(Stored records)

☆ ☆ ☆ ☆ ☆ ☆ ☆

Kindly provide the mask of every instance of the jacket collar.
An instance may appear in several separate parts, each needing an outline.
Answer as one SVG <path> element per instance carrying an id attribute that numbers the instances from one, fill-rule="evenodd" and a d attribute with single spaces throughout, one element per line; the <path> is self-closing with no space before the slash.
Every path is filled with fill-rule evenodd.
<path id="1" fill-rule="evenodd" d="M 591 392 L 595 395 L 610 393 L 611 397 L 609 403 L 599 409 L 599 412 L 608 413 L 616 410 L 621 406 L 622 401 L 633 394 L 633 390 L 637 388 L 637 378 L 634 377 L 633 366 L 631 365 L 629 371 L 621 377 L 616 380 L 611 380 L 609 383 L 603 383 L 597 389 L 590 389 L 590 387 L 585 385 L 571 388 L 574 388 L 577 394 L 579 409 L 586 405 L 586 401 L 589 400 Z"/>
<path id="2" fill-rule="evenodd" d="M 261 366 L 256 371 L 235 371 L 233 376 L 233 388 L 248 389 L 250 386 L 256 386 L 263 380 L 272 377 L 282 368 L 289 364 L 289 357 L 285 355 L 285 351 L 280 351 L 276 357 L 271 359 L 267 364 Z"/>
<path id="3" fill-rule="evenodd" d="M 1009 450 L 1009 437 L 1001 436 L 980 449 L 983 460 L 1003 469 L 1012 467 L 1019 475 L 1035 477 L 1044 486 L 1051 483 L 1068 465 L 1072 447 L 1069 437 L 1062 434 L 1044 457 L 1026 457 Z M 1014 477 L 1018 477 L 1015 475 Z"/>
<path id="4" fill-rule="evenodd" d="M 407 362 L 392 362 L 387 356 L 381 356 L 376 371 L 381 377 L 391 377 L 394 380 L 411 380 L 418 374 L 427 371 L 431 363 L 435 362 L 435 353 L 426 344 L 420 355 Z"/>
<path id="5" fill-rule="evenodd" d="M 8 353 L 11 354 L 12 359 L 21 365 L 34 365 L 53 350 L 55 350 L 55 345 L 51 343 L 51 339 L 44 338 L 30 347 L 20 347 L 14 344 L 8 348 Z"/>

☆ ☆ ☆ ☆ ☆ ☆ ☆

- Task item
The lines needed are the ones from the first line of the entries through the line that contains "Answer as one", given again without any change.

- Your response
Kindly provide the mask of every instance of the jacket collar.
An instance may appear in several separate parts, each needing an outline.
Answer as one SVG <path> element per instance carrying an id attribute that numbers the instances from one, fill-rule="evenodd" and a d attribute with single spaces throughout, one element per line; the <path> is self-closing with no space before the slash.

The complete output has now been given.